=== MATERIAL PROVIDED ===

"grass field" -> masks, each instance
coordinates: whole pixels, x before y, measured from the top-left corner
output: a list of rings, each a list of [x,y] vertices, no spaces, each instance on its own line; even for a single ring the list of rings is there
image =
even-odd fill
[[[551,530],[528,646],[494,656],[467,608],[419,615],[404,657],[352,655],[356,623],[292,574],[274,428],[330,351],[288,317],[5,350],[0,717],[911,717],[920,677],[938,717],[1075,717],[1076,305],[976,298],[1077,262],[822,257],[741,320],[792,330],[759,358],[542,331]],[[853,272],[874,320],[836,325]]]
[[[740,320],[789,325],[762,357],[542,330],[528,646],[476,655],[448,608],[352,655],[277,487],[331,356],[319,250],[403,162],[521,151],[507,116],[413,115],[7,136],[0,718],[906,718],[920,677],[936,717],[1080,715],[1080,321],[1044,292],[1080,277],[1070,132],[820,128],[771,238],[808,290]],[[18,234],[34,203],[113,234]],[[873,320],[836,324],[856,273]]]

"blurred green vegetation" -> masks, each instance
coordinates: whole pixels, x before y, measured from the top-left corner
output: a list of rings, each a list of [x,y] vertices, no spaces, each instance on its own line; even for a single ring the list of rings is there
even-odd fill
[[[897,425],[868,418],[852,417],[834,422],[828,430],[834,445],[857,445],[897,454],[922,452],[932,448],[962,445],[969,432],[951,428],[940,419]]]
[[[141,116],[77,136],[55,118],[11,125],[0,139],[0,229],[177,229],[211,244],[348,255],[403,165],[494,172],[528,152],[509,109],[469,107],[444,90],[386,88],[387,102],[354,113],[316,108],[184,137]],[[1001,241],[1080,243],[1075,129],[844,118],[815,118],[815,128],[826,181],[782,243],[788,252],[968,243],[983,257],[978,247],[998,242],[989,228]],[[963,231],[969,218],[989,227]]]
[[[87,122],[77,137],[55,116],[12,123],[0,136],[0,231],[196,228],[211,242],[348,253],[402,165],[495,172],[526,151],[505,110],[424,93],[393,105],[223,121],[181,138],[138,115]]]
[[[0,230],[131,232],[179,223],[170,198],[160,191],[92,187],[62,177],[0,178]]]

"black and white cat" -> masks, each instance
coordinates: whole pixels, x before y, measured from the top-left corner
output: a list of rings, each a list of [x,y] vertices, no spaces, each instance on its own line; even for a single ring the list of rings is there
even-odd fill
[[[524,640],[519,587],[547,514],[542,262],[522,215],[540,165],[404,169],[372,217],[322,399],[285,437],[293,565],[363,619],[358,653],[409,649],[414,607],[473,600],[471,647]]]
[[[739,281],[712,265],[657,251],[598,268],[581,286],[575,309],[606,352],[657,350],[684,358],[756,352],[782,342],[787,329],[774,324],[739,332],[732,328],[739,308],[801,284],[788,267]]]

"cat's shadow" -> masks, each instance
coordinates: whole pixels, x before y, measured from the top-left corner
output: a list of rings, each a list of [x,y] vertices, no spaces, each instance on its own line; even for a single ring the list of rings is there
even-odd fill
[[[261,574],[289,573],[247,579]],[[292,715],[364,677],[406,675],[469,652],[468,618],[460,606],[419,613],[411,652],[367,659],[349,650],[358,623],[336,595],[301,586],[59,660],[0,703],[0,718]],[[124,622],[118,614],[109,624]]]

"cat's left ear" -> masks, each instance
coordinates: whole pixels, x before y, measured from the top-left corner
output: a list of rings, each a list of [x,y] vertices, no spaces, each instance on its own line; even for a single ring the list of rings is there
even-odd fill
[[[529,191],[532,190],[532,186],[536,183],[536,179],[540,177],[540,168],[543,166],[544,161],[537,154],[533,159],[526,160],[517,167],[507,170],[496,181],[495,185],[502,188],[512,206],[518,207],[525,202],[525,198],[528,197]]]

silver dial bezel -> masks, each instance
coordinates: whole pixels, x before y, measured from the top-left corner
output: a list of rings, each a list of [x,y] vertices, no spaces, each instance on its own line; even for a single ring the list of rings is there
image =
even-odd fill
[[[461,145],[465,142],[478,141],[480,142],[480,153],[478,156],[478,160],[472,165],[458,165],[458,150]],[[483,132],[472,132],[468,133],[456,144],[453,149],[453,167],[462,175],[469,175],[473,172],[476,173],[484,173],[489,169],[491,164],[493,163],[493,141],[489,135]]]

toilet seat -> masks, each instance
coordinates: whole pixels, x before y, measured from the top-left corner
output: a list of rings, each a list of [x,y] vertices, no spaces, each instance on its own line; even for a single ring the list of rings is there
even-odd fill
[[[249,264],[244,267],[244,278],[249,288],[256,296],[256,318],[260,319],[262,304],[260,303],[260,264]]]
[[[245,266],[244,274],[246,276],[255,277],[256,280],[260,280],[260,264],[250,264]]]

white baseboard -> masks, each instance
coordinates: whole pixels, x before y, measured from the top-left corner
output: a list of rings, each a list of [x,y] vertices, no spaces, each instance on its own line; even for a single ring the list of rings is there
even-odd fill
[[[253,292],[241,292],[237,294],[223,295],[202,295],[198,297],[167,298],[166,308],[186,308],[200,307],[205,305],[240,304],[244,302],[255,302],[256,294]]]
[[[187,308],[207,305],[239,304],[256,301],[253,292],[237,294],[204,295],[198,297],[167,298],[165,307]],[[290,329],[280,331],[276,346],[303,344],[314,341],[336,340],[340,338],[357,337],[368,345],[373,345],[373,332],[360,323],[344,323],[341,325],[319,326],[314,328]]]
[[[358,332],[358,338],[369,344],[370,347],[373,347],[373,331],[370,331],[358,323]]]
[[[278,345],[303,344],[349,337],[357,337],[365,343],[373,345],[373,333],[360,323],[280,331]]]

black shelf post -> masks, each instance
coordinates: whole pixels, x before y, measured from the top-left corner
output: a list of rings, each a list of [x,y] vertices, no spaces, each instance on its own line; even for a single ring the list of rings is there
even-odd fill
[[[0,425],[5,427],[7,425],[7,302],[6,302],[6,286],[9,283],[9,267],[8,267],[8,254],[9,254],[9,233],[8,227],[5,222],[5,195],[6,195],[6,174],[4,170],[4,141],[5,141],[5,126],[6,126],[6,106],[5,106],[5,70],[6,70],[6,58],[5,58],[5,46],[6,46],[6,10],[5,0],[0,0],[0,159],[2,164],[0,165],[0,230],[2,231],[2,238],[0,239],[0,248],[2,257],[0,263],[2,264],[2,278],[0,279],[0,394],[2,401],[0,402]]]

===

— PROBLEM TO WORK ON —
All of the data above is to be transcribed without alteration.

— RESPONSE TO THIS TASK —
"grass field" -> masks, each instance
coordinates: whole pixels, x before y, measured from the top-left corner
output: a list of rings, each a list of [x,y] vertices, no spaces, each instance on its own line; even for a single ring the list of rings is there
image =
even-odd fill
[[[551,530],[528,646],[494,656],[467,608],[419,615],[404,657],[352,655],[356,623],[292,574],[274,428],[330,351],[288,317],[5,350],[0,717],[911,717],[920,677],[938,717],[1075,717],[1076,305],[976,298],[1077,262],[822,257],[741,320],[792,330],[759,358],[542,331]],[[853,272],[874,320],[836,325]]]
[[[740,320],[789,325],[762,357],[542,330],[528,646],[476,655],[448,608],[352,655],[277,487],[331,356],[319,250],[403,162],[521,151],[507,116],[413,115],[7,136],[0,718],[906,718],[920,677],[936,717],[1080,715],[1080,321],[1044,292],[1080,277],[1070,132],[820,128],[771,238],[808,290]],[[18,234],[34,203],[113,234]],[[873,320],[836,324],[856,273]]]

"blurred green vegetation" -> masks, each instance
coordinates: whole pixels, x before y, measured from the top-left corner
output: a list of rings, each a list of [x,y] vertices, no spaces, each instance on its own line; even for a single ring the list of rings is there
even-odd fill
[[[897,425],[868,418],[852,417],[834,422],[828,430],[834,445],[857,445],[897,454],[922,452],[932,448],[962,445],[969,432],[951,428],[940,419]]]
[[[141,116],[77,136],[55,118],[11,125],[0,139],[0,229],[177,229],[211,244],[348,255],[403,165],[494,172],[528,152],[509,109],[469,107],[444,90],[386,88],[387,102],[354,113],[316,108],[184,137]],[[1001,241],[1080,243],[1075,129],[844,118],[815,118],[815,128],[826,181],[782,243],[788,252],[968,243],[983,257],[978,247],[998,242],[989,228]],[[963,231],[969,218],[989,227]]]
[[[87,122],[77,137],[55,116],[12,123],[0,136],[0,231],[196,228],[211,242],[348,253],[402,165],[495,172],[526,151],[505,110],[424,93],[393,105],[223,121],[181,138],[138,115]]]
[[[0,230],[131,232],[179,223],[170,198],[160,191],[92,187],[62,177],[0,178]]]

"black and white cat" -> masks, each instance
coordinates: whole pixels, x before y, measured from the top-left corner
output: a list of rings, each a list of [x,y] vertices, no spaces, each instance on its own line; even for a single ring the list of rings is there
even-odd fill
[[[524,640],[519,587],[547,514],[542,262],[522,215],[540,165],[404,169],[372,217],[322,399],[285,437],[293,565],[363,619],[358,653],[409,649],[414,607],[473,600],[471,647]]]
[[[739,281],[712,265],[657,251],[598,268],[581,286],[575,309],[606,352],[657,350],[684,358],[756,352],[782,342],[787,329],[774,324],[739,332],[732,328],[739,308],[801,284],[788,267]]]

"cat's shadow" -> masks, each instance
coordinates: whole pixels, x before y, measured from the top-left corner
output: a list of rings, each a list of [x,y] vertices, no spaces, each instance on its own line; even for a single ring the list of rings is there
even-odd fill
[[[261,574],[289,573],[247,579]],[[292,715],[364,677],[406,675],[469,652],[468,618],[460,606],[419,613],[411,652],[367,659],[349,650],[358,623],[336,595],[301,586],[59,660],[0,703],[0,718]],[[124,622],[118,614],[109,624]]]

"cat's left ear" -> masks, each instance
coordinates: whole pixels, x before y, measured from the top-left corner
output: a list of rings, each a list of [x,y] vertices, no spaces, each instance on its own line; even for a single ring the list of rings is there
even-odd fill
[[[529,191],[532,190],[532,186],[536,183],[536,179],[540,177],[540,168],[543,166],[544,161],[537,154],[533,159],[526,160],[517,167],[507,170],[496,181],[495,185],[502,188],[512,206],[518,207],[525,202],[525,198],[528,197]]]

silver dial bezel -> masks, each instance
coordinates: whole pixels, x before y, measured from the top-left corner
output: a list of rings, each a list of [x,y] vertices, no spaces, each instance on its own line; even for a single ring the list of rings is there
image =
even-odd fill
[[[461,145],[465,142],[478,141],[480,142],[480,153],[478,156],[478,160],[472,165],[458,165],[458,150]],[[483,132],[472,132],[468,133],[456,144],[453,149],[453,167],[462,175],[469,175],[473,172],[476,173],[484,173],[489,169],[491,164],[493,163],[493,141],[489,135]]]

toilet seat -> masks, each instance
coordinates: whole pixels, x before y, measured from the top-left corner
output: a list of rings, each a list of [x,y] vertices, no spaces, each instance on its own line; even for a single ring the list of rings is there
even-odd fill
[[[249,264],[244,267],[244,278],[249,288],[256,296],[256,318],[260,319],[262,304],[260,303],[260,264]]]
[[[245,266],[244,274],[246,276],[255,277],[256,280],[260,280],[260,264],[250,264]]]

white baseboard -> masks, each instance
coordinates: whole pixels, x before y, measured from the top-left corner
output: a list of rings, each a list of [x,y] vertices, no spaces, each instance on its own line; even for a single ring the list of rings is there
even-odd fill
[[[253,292],[241,292],[237,294],[223,295],[202,295],[198,297],[167,298],[166,308],[186,308],[200,307],[205,305],[240,304],[244,302],[255,302],[256,294]]]
[[[187,308],[207,305],[239,304],[256,301],[253,292],[237,294],[204,295],[198,297],[167,298],[165,307]],[[290,329],[280,331],[276,346],[303,344],[314,341],[336,340],[340,338],[357,337],[368,345],[373,345],[373,332],[360,323],[344,323],[341,325],[319,326],[314,328]]]
[[[358,332],[358,338],[369,344],[370,347],[373,347],[373,331],[370,331],[358,323]]]
[[[278,345],[303,344],[349,337],[357,337],[365,343],[373,345],[373,333],[360,323],[280,331]]]

black shelf post -> masks, each instance
coordinates: whole pixels, x before y, measured from the top-left corner
output: a list of rings, each a list of [x,y] vertices, no spaces, each instance on its own line; even for a single ring the list of rings is there
even-odd fill
[[[0,425],[5,427],[7,425],[7,302],[6,302],[6,286],[9,283],[9,267],[8,267],[8,254],[9,254],[9,233],[8,227],[5,222],[5,195],[6,195],[6,174],[4,170],[4,141],[5,141],[5,126],[6,126],[6,106],[5,106],[5,70],[6,70],[6,58],[5,58],[5,46],[6,46],[6,10],[5,0],[0,0],[0,159],[2,164],[0,165],[0,230],[2,231],[2,238],[0,239],[0,248],[2,257],[0,263],[2,264],[2,278],[0,279],[0,394],[2,401],[0,402]]]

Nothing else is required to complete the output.